# Dataset content:

━━━━━━━━━━

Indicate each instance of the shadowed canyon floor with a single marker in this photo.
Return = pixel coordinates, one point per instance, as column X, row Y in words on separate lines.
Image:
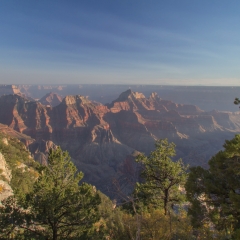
column 103, row 139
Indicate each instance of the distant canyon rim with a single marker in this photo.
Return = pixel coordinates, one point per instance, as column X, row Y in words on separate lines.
column 103, row 139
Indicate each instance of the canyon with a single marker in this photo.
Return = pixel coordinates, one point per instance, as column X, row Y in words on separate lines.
column 103, row 139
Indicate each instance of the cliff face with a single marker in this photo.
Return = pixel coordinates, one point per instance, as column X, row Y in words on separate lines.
column 5, row 178
column 99, row 137
column 51, row 99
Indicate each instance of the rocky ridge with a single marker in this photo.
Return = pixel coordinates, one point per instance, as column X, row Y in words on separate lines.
column 100, row 137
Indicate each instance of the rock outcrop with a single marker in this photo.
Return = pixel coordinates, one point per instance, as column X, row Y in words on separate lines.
column 51, row 99
column 5, row 178
column 99, row 137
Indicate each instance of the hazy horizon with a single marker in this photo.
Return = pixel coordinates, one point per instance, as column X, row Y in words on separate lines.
column 122, row 42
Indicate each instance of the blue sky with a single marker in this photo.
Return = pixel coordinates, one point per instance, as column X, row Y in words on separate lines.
column 120, row 42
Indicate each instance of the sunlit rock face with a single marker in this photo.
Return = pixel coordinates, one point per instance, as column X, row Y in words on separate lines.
column 99, row 137
column 51, row 99
column 5, row 178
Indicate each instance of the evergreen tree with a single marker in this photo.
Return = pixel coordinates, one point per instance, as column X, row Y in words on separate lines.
column 58, row 207
column 162, row 177
column 215, row 193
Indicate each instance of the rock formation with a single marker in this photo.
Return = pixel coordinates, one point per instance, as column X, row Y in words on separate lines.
column 5, row 178
column 51, row 99
column 99, row 137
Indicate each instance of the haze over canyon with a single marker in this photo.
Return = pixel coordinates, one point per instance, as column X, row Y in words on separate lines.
column 103, row 139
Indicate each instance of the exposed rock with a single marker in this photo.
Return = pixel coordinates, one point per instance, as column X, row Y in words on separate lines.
column 5, row 178
column 100, row 137
column 51, row 99
column 4, row 171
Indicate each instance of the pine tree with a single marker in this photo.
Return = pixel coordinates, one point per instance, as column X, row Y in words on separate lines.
column 162, row 177
column 214, row 193
column 58, row 207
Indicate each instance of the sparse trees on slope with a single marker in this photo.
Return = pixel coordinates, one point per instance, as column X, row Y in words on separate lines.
column 237, row 101
column 215, row 193
column 162, row 176
column 58, row 207
column 62, row 207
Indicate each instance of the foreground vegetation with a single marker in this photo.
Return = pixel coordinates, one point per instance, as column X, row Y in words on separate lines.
column 170, row 202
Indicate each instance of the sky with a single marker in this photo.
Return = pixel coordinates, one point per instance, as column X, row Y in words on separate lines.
column 162, row 42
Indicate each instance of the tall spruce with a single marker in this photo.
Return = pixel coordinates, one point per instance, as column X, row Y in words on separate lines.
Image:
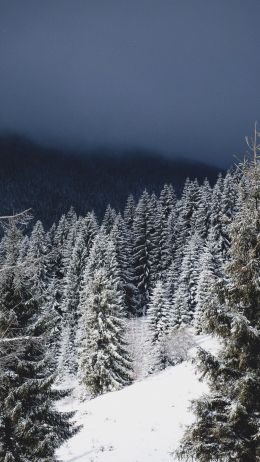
column 228, row 419
column 31, row 427
column 105, row 364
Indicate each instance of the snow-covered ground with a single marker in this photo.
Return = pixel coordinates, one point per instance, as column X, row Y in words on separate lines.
column 141, row 423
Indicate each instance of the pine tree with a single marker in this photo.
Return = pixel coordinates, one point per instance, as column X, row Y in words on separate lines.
column 228, row 419
column 184, row 301
column 123, row 249
column 159, row 323
column 108, row 220
column 105, row 365
column 143, row 257
column 129, row 212
column 31, row 428
column 210, row 267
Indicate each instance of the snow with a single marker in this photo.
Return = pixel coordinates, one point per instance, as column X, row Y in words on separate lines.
column 143, row 422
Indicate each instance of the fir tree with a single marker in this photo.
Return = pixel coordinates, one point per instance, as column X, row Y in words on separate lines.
column 105, row 365
column 31, row 428
column 228, row 419
column 159, row 323
column 143, row 250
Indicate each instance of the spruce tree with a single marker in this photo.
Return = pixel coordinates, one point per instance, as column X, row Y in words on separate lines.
column 31, row 428
column 105, row 364
column 228, row 418
column 143, row 249
column 159, row 323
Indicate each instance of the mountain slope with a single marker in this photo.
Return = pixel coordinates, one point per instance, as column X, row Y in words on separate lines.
column 141, row 423
column 50, row 180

━━━━━━━━━━

# Task statement:
Copy the lines above word for word, starting at the one containing "Indicate each instance of the rocky" and ending at the one containing "column 4, row 171", including both of those lines.

# Answer to the problem:
Indicate each instance of the rocky ridge with a single marker in this photo.
Return = pixel coordinates, one point per instance, as column X, row Y in words on separate lines.
column 100, row 137
Indicate each instance of the rock outcrop with a single marker in this photo.
Return = pixel coordinates, one point per instance, as column X, row Y in words on separate lines.
column 51, row 99
column 5, row 178
column 99, row 137
Indicate each instance of the hazy horizon with a single marker in this photo.
Return = pixel coordinates, one point per instance, as column X, row Y in words on separate lines.
column 122, row 42
Indicate each instance of the blue sky with a single marker in this photo.
Return = pixel coordinates, one point per instance, as column X, row Y in words on separate lines.
column 120, row 42
Indicate each instance of the sunlit rock face with a single marker in this photo.
Return = pixel coordinates, one point per instance, as column X, row Y in words on separate lines.
column 99, row 137
column 51, row 99
column 5, row 178
Indicate each instance of the evergreen tree with a single marker in this photo.
Return = pixel coordinates, one point per instance, as column X, row Y in words on separate lines.
column 58, row 207
column 162, row 177
column 215, row 193
Indicate each instance of the rock formation with a single marker in this photo.
Return = pixel coordinates, one point per instance, as column X, row Y in words on separate lines.
column 5, row 178
column 51, row 99
column 99, row 137
Indicate each instance of the haze over canyon with a single marker in this photo.
Return = pixel coordinates, one point per instance, as column X, row Y in words on separate lines.
column 103, row 139
Indicate each instance of the exposed rock with a single marker in this photo.
Return = pixel coordinates, one point per instance, as column X, row Y in words on separate lines.
column 5, row 178
column 100, row 137
column 51, row 99
column 4, row 171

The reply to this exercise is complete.